What this task involves =>
Scan the records for the string "yellow", then copy each line that has it.

Natural language region descriptions
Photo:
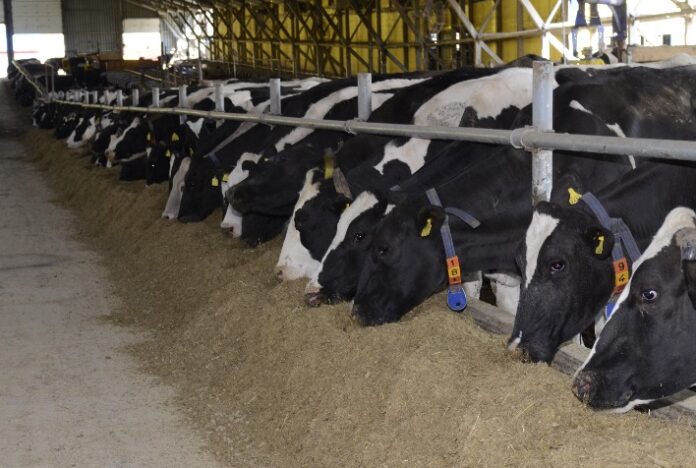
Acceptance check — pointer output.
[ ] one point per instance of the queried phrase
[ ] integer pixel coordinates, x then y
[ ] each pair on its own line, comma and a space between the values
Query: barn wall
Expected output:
288, 39
91, 26
37, 17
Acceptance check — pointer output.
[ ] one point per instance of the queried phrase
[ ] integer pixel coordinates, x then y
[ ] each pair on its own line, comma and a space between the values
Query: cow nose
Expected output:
583, 385
314, 298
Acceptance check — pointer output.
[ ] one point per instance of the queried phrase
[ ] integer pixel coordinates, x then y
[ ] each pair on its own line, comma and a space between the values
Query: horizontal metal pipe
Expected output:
524, 138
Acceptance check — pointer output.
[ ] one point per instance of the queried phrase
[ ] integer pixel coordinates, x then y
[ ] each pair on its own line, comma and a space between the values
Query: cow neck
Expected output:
623, 238
456, 297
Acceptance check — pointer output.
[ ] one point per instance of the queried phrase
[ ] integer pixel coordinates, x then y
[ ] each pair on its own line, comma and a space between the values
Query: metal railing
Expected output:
538, 139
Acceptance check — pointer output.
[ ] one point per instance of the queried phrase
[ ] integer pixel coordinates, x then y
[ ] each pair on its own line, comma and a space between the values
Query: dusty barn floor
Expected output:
264, 380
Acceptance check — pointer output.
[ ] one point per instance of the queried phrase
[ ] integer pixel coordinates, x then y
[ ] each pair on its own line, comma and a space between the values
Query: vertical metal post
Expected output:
274, 85
219, 98
155, 96
542, 119
182, 101
200, 66
364, 95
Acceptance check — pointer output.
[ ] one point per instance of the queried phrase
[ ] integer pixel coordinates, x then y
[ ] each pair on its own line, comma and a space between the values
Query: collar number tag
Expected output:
456, 297
621, 274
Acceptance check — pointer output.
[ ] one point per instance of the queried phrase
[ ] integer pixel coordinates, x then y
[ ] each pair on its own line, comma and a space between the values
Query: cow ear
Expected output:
686, 239
599, 240
429, 220
341, 203
567, 190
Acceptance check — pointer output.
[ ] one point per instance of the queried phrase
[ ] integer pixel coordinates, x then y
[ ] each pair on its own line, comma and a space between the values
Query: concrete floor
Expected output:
69, 395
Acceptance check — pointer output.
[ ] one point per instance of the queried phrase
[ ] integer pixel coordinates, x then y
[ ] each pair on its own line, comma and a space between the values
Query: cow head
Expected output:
565, 263
405, 264
274, 186
202, 194
647, 349
337, 277
317, 218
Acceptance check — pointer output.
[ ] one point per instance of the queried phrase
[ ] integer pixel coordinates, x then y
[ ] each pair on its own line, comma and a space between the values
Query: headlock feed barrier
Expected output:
538, 139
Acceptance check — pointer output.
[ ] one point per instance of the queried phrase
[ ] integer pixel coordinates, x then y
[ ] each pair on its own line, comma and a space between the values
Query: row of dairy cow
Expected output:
379, 220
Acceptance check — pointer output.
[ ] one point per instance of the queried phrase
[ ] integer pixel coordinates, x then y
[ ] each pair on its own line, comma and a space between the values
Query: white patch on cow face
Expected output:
540, 229
295, 261
488, 96
319, 109
238, 174
577, 106
676, 220
506, 289
195, 126
362, 203
171, 210
412, 153
515, 343
232, 221
620, 133
115, 140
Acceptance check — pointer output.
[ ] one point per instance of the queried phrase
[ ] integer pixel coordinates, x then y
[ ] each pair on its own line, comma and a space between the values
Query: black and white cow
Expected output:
635, 102
647, 348
334, 100
195, 147
455, 98
566, 261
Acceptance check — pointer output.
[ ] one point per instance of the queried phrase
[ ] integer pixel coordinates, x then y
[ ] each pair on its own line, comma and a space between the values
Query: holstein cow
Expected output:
650, 97
452, 99
406, 261
223, 142
647, 349
329, 100
274, 185
569, 268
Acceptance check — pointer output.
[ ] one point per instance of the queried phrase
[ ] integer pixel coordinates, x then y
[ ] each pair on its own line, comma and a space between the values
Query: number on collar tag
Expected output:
621, 274
456, 298
454, 273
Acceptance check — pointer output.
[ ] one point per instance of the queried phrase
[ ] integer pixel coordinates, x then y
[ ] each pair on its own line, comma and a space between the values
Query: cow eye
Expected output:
557, 267
648, 295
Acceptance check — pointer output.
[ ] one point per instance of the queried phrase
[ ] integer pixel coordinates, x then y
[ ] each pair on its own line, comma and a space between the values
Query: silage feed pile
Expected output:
273, 383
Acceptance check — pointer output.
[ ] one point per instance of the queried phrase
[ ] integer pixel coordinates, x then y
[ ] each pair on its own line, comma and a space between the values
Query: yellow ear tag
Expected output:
599, 250
425, 232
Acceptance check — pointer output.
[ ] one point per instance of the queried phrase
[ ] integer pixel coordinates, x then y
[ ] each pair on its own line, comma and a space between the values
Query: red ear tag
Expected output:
454, 273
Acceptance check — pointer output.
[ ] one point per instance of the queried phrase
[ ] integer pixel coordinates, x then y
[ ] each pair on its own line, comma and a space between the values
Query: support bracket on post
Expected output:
542, 120
182, 102
274, 84
155, 97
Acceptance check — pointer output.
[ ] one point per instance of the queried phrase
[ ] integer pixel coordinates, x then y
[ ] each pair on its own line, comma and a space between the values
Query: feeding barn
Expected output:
313, 233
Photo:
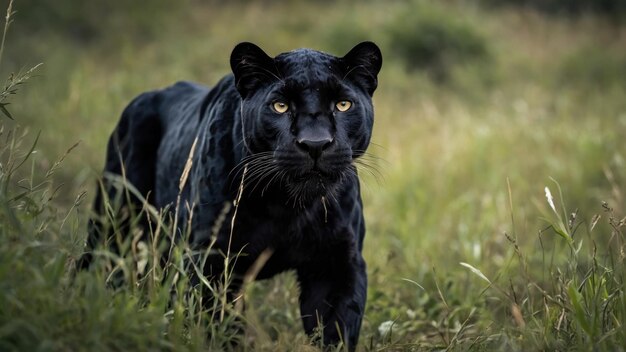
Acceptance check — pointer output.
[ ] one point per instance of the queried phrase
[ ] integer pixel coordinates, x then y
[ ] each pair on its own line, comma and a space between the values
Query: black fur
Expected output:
301, 193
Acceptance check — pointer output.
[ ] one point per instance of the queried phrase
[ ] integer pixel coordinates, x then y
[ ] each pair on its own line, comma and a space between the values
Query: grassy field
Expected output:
465, 250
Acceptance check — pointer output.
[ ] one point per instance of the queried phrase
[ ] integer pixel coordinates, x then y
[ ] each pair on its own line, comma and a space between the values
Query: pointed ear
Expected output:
362, 64
251, 66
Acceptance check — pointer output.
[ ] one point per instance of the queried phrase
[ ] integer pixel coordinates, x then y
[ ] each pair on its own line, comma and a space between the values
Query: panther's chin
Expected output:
311, 185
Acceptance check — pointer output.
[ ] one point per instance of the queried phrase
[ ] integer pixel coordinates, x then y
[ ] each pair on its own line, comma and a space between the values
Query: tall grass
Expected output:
464, 249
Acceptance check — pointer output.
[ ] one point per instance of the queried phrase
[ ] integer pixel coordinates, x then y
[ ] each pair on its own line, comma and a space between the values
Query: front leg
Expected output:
333, 291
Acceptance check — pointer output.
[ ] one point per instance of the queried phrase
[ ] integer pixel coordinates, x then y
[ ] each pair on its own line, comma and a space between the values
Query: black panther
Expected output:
287, 131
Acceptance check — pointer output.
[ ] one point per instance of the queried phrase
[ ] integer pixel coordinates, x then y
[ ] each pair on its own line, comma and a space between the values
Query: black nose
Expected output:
314, 147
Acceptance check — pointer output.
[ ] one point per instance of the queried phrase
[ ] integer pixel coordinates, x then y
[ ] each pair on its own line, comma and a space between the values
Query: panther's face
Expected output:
306, 115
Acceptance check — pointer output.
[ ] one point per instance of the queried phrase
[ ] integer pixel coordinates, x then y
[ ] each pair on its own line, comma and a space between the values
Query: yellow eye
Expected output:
280, 107
343, 105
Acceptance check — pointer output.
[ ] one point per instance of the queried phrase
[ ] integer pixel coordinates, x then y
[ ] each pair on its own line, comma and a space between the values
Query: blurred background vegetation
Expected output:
481, 104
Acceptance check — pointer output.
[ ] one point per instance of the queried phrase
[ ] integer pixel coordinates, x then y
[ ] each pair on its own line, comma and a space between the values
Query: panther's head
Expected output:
306, 115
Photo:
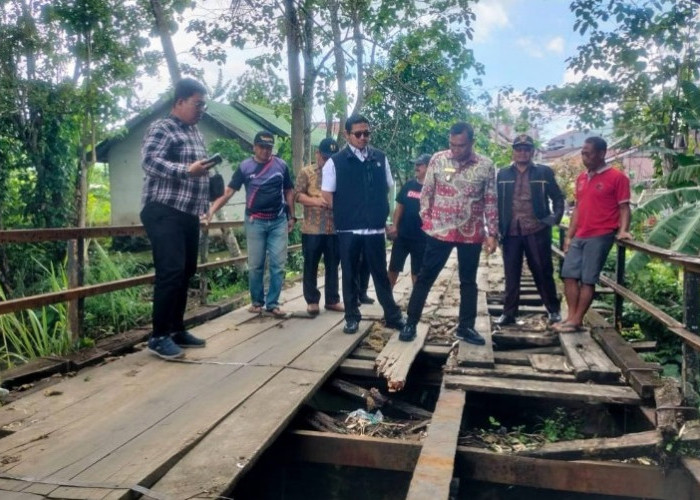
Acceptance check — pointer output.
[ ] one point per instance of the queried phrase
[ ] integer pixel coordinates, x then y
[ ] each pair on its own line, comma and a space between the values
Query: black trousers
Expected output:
537, 248
373, 250
436, 254
174, 239
362, 276
314, 246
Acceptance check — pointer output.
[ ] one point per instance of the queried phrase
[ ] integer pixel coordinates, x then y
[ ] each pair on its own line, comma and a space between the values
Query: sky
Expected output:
522, 43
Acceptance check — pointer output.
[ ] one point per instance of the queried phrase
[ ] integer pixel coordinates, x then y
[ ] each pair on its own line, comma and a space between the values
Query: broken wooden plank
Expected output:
434, 470
603, 478
479, 355
551, 363
240, 438
625, 446
395, 360
380, 400
522, 356
641, 375
511, 338
587, 359
510, 371
543, 389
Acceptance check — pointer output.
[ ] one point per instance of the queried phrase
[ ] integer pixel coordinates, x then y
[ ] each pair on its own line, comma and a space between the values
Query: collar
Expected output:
472, 160
516, 170
360, 153
179, 122
598, 171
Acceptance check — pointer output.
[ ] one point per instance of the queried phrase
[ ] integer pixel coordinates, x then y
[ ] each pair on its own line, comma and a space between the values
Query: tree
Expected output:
646, 50
416, 94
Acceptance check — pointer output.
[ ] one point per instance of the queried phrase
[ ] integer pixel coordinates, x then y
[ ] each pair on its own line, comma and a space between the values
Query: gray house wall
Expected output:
126, 177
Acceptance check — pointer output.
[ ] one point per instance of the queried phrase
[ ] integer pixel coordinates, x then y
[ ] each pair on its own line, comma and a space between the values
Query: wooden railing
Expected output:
81, 291
688, 331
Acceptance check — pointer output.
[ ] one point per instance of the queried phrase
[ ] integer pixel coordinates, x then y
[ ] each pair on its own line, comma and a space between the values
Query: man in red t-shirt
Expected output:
602, 213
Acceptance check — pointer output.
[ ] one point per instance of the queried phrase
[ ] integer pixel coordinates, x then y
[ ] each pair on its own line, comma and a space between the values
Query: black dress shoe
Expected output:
554, 318
365, 299
504, 319
351, 326
470, 335
397, 324
408, 332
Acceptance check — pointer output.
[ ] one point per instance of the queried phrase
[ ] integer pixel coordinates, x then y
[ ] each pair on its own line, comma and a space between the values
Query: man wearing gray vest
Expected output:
356, 183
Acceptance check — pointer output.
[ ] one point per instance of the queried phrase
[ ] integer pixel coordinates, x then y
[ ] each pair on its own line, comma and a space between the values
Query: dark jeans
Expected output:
361, 277
174, 239
434, 259
537, 248
313, 246
373, 250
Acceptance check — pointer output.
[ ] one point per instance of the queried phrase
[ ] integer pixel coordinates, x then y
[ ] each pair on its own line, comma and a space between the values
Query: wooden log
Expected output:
544, 389
395, 360
510, 371
641, 376
668, 399
550, 363
479, 355
522, 356
627, 445
514, 338
362, 394
587, 359
603, 478
434, 470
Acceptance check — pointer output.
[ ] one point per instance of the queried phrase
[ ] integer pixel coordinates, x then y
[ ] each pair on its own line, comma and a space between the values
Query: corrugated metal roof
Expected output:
234, 120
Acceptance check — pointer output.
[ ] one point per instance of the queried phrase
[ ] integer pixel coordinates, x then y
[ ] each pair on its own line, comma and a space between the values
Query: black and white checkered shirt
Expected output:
169, 147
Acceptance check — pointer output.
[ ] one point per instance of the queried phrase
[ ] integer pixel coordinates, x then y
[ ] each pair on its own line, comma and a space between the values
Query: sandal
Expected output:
277, 313
569, 328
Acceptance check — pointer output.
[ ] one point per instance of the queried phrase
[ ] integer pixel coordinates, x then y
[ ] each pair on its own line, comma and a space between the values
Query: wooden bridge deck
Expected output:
175, 430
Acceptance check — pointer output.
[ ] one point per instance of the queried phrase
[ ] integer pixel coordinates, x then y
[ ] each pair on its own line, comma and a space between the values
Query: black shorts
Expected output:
403, 247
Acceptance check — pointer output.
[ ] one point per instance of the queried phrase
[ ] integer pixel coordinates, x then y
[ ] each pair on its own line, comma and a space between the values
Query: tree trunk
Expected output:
334, 7
163, 28
309, 75
359, 59
293, 50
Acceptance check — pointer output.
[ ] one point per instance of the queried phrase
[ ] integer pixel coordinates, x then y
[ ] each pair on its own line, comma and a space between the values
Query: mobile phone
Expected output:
213, 160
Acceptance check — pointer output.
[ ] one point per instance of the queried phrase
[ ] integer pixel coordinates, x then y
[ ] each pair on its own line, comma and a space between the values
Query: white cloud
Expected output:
530, 47
556, 45
490, 16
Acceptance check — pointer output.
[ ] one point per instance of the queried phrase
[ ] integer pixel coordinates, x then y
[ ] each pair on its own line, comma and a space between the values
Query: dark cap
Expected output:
264, 138
423, 159
523, 140
328, 147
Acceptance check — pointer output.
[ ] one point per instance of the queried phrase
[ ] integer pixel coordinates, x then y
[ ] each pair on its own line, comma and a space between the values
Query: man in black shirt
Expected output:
409, 238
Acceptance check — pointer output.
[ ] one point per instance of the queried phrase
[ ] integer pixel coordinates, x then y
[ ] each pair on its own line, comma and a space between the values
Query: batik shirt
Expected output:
458, 201
317, 220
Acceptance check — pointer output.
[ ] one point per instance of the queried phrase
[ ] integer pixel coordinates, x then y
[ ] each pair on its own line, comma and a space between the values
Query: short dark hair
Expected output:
598, 143
186, 88
461, 128
354, 119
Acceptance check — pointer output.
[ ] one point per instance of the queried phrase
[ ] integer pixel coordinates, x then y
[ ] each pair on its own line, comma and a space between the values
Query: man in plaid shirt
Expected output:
175, 195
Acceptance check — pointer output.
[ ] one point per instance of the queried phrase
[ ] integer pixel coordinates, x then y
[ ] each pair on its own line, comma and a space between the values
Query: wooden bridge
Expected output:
135, 426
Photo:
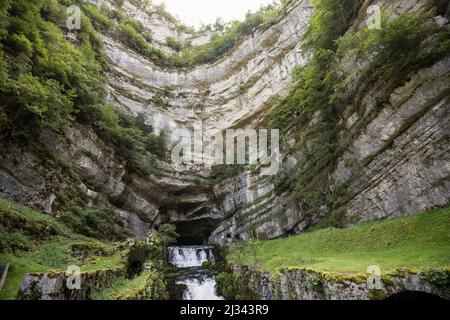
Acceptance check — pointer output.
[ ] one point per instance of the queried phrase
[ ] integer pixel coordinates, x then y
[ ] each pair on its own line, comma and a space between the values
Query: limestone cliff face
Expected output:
400, 162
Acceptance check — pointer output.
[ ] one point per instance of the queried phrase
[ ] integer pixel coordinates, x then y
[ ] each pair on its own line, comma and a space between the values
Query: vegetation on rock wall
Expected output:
415, 242
134, 35
313, 109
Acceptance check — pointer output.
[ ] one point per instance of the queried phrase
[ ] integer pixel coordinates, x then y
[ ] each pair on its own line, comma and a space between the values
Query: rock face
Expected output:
399, 163
309, 285
53, 286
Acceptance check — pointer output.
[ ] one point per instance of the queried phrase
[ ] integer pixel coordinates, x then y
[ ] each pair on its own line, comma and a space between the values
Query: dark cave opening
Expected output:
195, 232
414, 296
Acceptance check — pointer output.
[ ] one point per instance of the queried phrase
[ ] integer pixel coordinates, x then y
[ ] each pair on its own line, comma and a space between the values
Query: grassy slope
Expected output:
419, 241
51, 252
147, 286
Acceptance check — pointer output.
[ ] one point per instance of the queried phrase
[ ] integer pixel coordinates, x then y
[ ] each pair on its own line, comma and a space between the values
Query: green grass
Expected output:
415, 242
32, 241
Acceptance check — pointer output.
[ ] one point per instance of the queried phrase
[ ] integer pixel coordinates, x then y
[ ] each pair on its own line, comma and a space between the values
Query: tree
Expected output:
254, 251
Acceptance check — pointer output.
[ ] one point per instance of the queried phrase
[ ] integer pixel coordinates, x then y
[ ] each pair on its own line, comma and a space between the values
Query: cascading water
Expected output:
199, 283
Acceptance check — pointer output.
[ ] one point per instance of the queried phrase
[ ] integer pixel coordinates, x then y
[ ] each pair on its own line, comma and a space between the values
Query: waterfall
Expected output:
190, 256
199, 283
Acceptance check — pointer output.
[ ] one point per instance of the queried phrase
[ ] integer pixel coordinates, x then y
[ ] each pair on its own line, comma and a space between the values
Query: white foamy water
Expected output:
200, 285
190, 256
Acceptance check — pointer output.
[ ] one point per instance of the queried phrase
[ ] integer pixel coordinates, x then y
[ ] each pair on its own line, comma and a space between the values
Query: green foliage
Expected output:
32, 241
313, 108
315, 280
46, 80
175, 44
439, 278
221, 172
330, 20
133, 34
99, 222
418, 241
403, 45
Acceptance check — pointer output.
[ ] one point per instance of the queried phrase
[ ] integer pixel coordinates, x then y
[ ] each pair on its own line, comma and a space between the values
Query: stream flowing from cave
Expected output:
198, 283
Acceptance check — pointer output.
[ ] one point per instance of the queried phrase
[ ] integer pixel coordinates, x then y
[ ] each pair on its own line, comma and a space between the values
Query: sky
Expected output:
194, 12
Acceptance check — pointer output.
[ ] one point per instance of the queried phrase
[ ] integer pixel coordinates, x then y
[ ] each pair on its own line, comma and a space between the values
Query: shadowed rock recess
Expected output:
380, 150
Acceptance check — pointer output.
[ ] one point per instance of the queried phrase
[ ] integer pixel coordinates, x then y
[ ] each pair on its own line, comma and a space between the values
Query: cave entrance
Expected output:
414, 296
195, 232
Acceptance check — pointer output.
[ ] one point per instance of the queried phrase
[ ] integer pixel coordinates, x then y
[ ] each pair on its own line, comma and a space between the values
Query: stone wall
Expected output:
311, 285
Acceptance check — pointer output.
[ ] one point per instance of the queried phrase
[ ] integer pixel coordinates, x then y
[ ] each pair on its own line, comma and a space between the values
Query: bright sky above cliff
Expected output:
194, 12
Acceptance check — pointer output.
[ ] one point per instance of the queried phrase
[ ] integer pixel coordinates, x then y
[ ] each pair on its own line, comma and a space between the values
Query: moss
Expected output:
377, 294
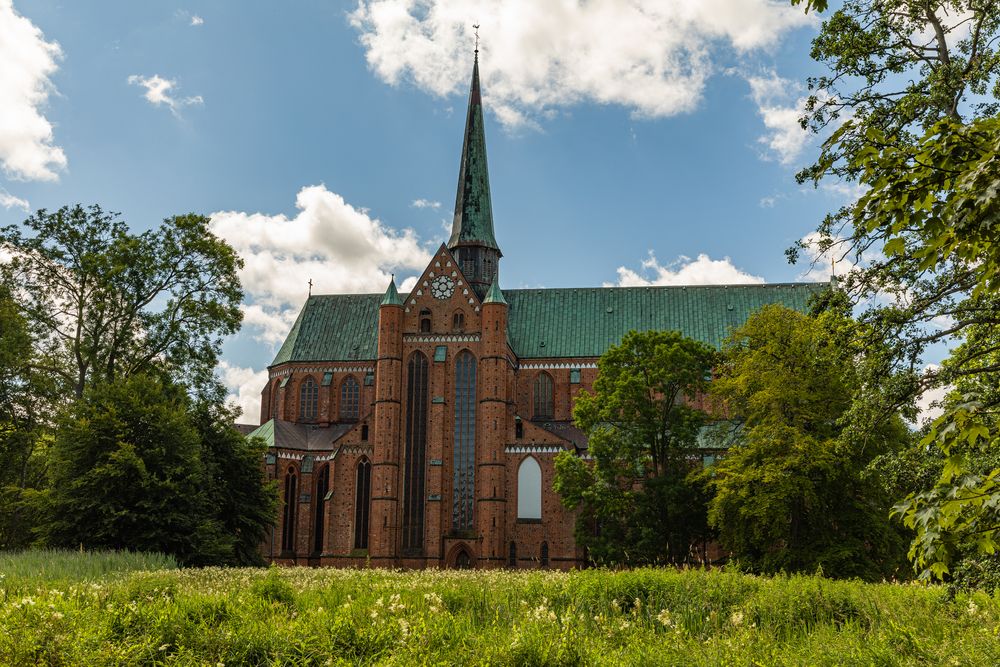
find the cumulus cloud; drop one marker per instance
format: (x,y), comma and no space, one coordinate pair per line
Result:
(425,203)
(341,248)
(929,403)
(27,63)
(244,386)
(702,270)
(780,108)
(159,92)
(9,201)
(651,56)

Result of this task =>
Query: yellow ear tag
Query: yellow eye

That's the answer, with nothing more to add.